#### [PROBLEM]
List every line in the records below that contains the word "fence", copying each one in full.

== PROVIDED DATA ==

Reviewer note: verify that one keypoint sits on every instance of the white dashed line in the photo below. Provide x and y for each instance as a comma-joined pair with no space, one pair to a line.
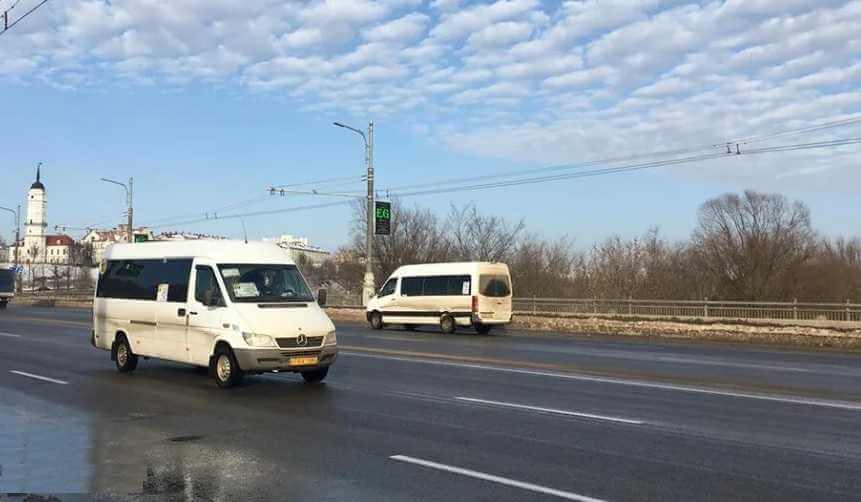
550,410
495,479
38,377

===
== PROVIDED DATA ==

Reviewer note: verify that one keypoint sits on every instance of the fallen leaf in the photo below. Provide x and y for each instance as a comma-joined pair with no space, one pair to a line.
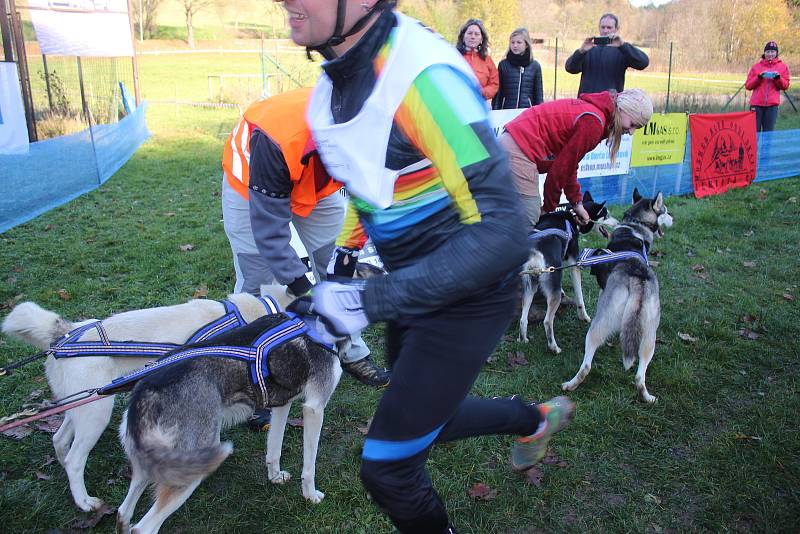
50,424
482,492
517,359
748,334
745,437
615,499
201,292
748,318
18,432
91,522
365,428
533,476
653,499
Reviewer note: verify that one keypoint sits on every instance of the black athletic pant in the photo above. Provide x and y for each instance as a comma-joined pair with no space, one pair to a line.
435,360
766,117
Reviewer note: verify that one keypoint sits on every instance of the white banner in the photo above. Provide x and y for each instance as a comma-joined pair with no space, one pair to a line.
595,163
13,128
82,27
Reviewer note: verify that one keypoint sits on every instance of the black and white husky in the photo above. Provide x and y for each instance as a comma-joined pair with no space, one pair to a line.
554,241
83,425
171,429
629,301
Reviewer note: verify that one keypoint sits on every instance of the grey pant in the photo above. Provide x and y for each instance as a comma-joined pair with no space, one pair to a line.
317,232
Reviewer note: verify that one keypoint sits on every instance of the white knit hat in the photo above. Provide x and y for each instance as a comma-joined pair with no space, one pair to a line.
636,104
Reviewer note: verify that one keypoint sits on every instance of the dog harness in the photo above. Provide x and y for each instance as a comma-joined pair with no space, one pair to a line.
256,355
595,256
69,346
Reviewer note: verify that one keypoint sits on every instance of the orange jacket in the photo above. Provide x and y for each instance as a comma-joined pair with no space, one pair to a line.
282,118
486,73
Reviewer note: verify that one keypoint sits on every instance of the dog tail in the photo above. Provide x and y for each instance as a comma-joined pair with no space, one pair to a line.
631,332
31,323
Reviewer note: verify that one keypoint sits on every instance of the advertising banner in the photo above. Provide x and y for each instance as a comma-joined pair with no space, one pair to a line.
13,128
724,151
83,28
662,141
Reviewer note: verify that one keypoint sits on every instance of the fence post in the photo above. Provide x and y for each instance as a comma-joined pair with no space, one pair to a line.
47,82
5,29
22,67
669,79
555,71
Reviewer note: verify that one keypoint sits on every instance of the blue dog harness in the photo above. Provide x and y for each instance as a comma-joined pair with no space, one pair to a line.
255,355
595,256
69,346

===
== PROVIDED DATA ==

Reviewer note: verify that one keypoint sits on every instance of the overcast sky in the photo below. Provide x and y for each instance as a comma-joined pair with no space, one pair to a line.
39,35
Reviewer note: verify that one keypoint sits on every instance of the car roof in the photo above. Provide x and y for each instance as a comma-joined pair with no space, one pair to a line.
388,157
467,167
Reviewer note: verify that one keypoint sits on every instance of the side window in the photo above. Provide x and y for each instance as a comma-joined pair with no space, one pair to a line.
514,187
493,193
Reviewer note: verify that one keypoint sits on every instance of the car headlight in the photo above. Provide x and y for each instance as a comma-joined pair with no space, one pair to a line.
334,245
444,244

===

#### [WRITTEN REPLY]
Reviewer note: verify that one keypoint sits on every instance of the fence post in the photo above. Provide x and y for each instance as a comma-joined pair with no space, one pair to a line.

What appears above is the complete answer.